§ EXCERPT TO READ:
Similarly, Rod McLaren’s drawings have instructional (or descriptive) titles that reveal starkly the method in which they made. Check out 12 concentric circles of 777 loops, Dotting the largest circular disc possible in an hour and Loop in blue (10 minutes), repeated in dots (25minutes). Some of these drawings form part of the ‘Fully Articulated drawings’ series where Rod asks:

‘Can loops or dots be drawn as fast or as consistently as possible, 50 or a hundred times? How quickly can the brain make the hand move whilst the eye ensures control? Can it be controlled without the watchful eye? Can a loop be repeated carefully at slow or high speeds? How may dots can be made in an hour? Can quality be maintained? Is it pointless (or point-ful?) to behave like a machine or a program? Can something be copied well? Would it be different for a right-hander? And: does anything interesting result from this?’

We should possibly travel no further now than Phil Galanter’s remark in an interview at Artifical.dk:

’ But the most exciting generative work I’ve encountered in the past few years is by an artist we will never know. Most folks know about the prehistoric cave paintings found in France and elsewhere depicting animals and so on. The oldest of those is about 35,000 years old. But in 1999 anthropologists discovered the oldest known artwork, and this work is more than 70,000 years old. It consists of triangular tiles inscribed in hand sized pieces of red ochre. It is an exploration of pattern and aesthetic form that would be clearly recognized as such by someone like M. C. Escher or generations of Islamic artists. And it is generative in that an abstract autonomous system creates the form rather than the moment to moment intuition of the artist. Tiling systems are algorithms that existed long before there were computers.

As I like to say, generative art is as old as art.’

5 Responses to “Generative Art is as Old as Art”

  1. Rodcorp writes:

    Hi. There are some drawings made on the London Underground too. The artist holds the pen over the notebook, the train provides the movement that makes the drawing. Kinda generative, sorta interesting.

    Lewis and Riedel’s drawings are fantastic aren’t they.

  2. paul writes:

    heh rod, yeah im a fan of the underground train drawings too! they are like recordings of Seismometers.

§ STATED PROBLEM:
Print the passage from the generative art post, from "Hi. There are" up to and including "generative, sorta interesting.", word for word.

§ STORED DATA:
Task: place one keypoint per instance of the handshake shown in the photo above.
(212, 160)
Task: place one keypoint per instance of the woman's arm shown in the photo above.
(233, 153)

§ TASK OUTPUT:
Hi. There are some drawings made on the London Underground too. The artist holds the pen over the notebook, the train provides the movement that makes the drawing. Kinda generative, sorta interesting.